[DATASET RECORDS]

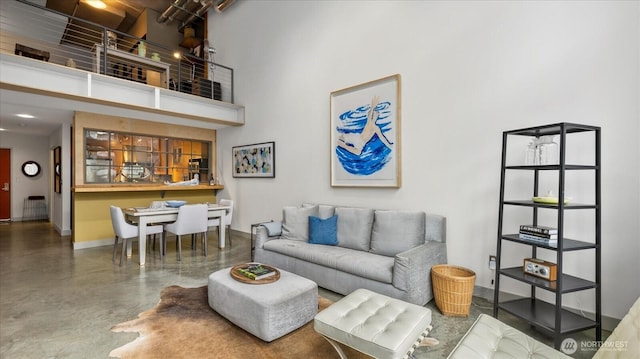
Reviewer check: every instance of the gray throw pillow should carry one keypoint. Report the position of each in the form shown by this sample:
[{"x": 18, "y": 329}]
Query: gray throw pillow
[
  {"x": 397, "y": 231},
  {"x": 354, "y": 227},
  {"x": 295, "y": 223}
]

[/DATASET RECORDS]

▸ REQUIRED WORK:
Without including any picture, restate every entry above exactly.

▸ TASK RESULT:
Reviewer check: every instance of the gray throw pillow should carry one keypoint. Report the position of each in the form shown by this sample:
[{"x": 18, "y": 329}]
Query: gray throw pillow
[
  {"x": 397, "y": 231},
  {"x": 354, "y": 227},
  {"x": 295, "y": 223}
]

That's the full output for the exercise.